◆ PROBLEM TO SOLVE ◆
Below is some material; transcribe all of it exactly.

■ ■ ■ ■ ■

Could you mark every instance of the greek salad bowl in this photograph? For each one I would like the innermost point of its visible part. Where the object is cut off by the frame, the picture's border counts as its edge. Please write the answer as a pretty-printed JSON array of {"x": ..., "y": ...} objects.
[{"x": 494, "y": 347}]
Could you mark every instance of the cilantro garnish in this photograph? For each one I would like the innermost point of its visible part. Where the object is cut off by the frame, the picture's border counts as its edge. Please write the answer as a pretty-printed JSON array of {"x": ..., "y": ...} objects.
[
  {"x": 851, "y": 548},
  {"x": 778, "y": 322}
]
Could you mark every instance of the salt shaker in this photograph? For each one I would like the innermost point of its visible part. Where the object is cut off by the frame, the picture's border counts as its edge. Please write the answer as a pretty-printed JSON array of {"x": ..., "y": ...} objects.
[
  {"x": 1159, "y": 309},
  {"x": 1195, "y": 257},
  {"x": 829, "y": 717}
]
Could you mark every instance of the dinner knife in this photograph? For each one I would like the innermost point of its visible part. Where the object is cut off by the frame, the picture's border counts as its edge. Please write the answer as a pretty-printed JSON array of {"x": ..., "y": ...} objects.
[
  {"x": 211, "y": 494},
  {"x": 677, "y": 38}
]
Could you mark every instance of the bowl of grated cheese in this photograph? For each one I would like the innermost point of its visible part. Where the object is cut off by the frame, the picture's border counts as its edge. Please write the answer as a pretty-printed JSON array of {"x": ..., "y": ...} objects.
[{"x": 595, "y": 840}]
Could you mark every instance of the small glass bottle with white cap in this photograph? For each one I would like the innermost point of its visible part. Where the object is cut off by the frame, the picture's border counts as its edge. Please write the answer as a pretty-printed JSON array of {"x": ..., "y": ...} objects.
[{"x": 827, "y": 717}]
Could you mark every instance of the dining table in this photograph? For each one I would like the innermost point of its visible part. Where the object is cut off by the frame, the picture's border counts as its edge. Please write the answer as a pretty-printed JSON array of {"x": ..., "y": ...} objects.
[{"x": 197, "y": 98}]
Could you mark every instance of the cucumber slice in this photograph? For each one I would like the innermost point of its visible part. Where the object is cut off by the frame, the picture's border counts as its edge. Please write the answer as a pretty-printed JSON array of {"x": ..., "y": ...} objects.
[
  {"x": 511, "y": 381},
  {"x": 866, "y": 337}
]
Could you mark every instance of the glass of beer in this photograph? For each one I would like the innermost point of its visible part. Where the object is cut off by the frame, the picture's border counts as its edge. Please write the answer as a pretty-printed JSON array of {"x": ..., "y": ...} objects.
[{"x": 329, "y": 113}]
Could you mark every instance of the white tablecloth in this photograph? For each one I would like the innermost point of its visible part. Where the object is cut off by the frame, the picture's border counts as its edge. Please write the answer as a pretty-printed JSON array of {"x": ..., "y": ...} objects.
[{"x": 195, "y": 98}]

■ ■ ■ ■ ■

◆ SOLUTION ◆
Could you mark every instance of the greek salad bowl in this photograph? For each one I would like the innermost point of its visible part. Where the object is cut off by the frame, the picture's border counts as its edge. Please write the answer as a pretty-printed JSON array of {"x": ..., "y": ...} objects.
[{"x": 494, "y": 347}]
Could you mark every instance of the cilantro garnish in this photograph? For each one I would like the innermost point of its visible part. Where the object is cut off by the frame, the picture's border counts as its edge. Please write the answer as a pretty-printed JSON array of {"x": ..., "y": ...} objects.
[
  {"x": 851, "y": 548},
  {"x": 778, "y": 322}
]
Could you mark every instance of the salt shaker in this photograph? For each one I would like the innermost point of its visible part. Where the object is cut off by the frame, the picture's border counts as its edge. Please write the answer as a pretty-printed JSON array of {"x": ..., "y": ...} objects.
[
  {"x": 1159, "y": 309},
  {"x": 1195, "y": 257},
  {"x": 829, "y": 717}
]
Could you mark every instance of the dinner knife in this photograph? For each one I would like the innermost point of its visible part. Where the object is cut off by the frame, the picture's border counts as its edge. Please write the answer as a pretty-printed JSON array of {"x": ..., "y": ...} objects.
[
  {"x": 211, "y": 494},
  {"x": 677, "y": 38}
]
Could you mark every instance of the bowl of grated cheese in this photograph? For each one I would like the innermost point of its visible part. Where the object is cut off by the frame, the picture's border counts as its edge. Please write the answer as a pretty-printed JSON array of {"x": ..., "y": ...} objects.
[{"x": 595, "y": 840}]
Could you mark every instance of the small glass bottle with white cap in this photograph? For each one I would like the innermost point of its visible part. Where the object is cut off by the frame, the picture's border counts as its edge. Please write the answer as a pretty-printed JSON array of {"x": ..., "y": ...} objects.
[{"x": 827, "y": 717}]
Could you mark every instance of the dining table in this photograph? For each one I would like the innermost point of its visible part. Where the object is cut off by the frame, the picture's border counts as its edge. Please write the answer as a pretty-printed JSON array of {"x": ..., "y": ...} objects.
[{"x": 197, "y": 98}]
Could you mark every instance of the cucumber slice in this photograph? For each one I would like the innermost point of its visible part. Where the object is cut off by the frame, the picture's border counts as its edge. Please write the answer as a pretty-printed JSON array of {"x": ..., "y": ...} objects.
[
  {"x": 511, "y": 381},
  {"x": 866, "y": 337}
]
Could you mark every instance of the glass of beer in this photograph? For each one I would like the innermost point of its visible part. Where the object is cut off by the frame, the picture's border counts as its edge. Please write the answer as a pretty-printed JSON array of {"x": ..., "y": ...} objects.
[{"x": 329, "y": 113}]
Could you mark every instance of the white tablecloth in this photograph? For each one I would like the innermost point of its visible part. Where the object is cut off by the frame, the picture's border counts as its edge. Please write the answer as a pretty-printed JSON array of {"x": ..., "y": ...} objects.
[{"x": 195, "y": 98}]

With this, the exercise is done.